Record set section start

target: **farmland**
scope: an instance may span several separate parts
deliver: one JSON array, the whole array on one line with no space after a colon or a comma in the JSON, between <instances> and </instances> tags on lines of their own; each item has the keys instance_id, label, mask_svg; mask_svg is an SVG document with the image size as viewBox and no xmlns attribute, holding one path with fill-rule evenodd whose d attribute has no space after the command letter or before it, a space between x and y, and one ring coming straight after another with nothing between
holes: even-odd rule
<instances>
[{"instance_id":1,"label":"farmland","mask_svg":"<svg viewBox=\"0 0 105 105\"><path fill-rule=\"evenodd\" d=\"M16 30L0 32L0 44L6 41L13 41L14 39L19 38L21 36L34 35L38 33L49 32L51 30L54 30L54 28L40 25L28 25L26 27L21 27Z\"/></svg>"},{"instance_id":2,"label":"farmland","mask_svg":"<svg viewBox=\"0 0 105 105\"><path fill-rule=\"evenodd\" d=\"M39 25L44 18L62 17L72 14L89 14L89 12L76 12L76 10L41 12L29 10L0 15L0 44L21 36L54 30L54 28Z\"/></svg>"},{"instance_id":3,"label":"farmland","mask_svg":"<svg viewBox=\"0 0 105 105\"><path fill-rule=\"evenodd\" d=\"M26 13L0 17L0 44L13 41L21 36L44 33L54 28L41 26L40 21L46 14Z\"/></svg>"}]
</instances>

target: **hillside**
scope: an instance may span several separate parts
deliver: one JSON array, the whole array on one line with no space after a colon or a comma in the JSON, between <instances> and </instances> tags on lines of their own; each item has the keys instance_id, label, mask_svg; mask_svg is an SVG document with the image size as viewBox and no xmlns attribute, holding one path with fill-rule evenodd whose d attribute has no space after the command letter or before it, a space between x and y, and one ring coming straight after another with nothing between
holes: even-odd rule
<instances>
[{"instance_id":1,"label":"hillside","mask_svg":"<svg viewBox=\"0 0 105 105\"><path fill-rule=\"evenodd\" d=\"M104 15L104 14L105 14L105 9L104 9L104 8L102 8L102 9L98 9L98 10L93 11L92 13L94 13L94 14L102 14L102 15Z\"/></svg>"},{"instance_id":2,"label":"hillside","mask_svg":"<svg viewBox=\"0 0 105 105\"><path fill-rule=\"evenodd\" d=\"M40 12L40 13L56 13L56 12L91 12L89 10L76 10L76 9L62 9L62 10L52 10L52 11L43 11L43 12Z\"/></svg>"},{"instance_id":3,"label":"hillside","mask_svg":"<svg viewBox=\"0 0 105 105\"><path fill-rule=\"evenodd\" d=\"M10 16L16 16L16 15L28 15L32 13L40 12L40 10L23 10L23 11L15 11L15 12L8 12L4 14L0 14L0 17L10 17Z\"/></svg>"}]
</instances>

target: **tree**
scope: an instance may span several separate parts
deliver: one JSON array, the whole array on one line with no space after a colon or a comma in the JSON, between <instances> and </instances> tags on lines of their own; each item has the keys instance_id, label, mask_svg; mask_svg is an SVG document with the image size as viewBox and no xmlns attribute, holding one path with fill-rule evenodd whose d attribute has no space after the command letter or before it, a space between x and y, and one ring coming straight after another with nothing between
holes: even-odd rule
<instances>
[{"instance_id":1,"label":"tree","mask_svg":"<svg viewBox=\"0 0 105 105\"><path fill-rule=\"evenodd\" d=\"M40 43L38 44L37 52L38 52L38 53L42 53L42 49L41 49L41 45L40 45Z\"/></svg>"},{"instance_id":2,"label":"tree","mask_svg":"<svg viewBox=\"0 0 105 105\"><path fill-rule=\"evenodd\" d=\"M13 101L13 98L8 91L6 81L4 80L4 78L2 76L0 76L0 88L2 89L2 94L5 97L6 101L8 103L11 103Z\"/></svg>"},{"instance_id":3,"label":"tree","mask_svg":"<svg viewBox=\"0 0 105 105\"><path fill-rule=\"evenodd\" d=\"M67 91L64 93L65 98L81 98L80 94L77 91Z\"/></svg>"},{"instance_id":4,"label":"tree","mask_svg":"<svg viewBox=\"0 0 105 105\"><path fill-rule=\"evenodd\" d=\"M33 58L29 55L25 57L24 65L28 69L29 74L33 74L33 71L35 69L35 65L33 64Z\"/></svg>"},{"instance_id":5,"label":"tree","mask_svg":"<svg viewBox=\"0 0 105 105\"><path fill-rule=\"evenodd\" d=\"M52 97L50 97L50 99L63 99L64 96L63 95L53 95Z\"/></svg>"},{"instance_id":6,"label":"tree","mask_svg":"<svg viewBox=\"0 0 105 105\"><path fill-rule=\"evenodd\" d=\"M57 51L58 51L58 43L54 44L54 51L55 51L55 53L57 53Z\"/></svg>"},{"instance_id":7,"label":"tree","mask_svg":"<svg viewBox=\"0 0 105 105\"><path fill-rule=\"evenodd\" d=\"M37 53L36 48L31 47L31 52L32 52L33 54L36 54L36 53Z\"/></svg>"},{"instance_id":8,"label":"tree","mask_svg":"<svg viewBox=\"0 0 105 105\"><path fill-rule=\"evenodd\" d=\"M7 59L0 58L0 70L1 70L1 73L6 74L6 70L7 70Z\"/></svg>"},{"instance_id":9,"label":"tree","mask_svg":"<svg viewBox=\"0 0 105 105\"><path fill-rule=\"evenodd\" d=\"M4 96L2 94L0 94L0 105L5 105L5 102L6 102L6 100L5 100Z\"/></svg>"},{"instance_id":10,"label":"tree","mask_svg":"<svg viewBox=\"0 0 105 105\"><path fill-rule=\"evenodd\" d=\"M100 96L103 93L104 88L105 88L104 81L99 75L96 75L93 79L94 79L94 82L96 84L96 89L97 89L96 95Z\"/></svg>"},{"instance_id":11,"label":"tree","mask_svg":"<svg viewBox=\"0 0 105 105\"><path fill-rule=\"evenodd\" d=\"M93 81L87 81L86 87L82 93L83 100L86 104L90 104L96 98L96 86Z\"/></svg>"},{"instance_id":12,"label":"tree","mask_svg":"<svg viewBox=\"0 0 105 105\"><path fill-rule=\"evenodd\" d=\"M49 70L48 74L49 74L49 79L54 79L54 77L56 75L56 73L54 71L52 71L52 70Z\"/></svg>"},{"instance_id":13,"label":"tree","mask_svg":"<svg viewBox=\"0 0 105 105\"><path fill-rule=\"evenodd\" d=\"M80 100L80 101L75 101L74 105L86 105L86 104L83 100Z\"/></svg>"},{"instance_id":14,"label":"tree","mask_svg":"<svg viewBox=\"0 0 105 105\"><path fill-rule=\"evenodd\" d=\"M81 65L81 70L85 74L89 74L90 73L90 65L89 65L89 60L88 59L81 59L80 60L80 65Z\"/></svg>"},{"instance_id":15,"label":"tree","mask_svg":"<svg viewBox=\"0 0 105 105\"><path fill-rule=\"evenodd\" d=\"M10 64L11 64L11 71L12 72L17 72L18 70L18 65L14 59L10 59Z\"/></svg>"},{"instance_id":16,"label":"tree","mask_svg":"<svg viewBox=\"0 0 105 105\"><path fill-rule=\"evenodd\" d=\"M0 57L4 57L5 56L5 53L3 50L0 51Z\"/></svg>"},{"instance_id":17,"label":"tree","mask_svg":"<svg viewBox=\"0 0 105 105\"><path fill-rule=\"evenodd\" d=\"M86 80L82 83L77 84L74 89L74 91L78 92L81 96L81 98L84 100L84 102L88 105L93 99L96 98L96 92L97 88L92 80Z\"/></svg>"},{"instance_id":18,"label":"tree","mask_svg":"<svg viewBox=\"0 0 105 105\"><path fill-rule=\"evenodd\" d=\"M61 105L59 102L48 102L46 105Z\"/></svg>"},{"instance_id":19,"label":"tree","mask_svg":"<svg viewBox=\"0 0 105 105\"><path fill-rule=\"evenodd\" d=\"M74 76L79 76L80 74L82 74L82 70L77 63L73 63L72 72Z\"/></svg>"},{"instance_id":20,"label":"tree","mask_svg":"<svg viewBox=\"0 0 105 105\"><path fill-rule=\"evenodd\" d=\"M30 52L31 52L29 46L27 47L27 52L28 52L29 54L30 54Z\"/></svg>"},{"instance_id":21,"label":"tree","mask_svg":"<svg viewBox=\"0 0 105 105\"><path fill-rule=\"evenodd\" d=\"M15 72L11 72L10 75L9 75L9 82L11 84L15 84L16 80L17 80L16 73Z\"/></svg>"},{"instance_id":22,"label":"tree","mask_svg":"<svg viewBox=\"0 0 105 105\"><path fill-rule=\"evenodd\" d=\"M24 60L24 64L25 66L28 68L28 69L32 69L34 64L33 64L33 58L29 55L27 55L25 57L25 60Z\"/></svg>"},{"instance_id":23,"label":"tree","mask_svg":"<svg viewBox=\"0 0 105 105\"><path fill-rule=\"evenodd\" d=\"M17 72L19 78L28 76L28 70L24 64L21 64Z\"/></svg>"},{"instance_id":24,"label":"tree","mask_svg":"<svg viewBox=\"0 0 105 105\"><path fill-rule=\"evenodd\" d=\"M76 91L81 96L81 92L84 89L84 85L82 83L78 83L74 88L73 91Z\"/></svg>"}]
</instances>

Record set section end

> Activity: Go through the listing above and find each line that contains "target", then copy it.

> Solution below:
target: **farmland**
target: **hillside**
target: **tree**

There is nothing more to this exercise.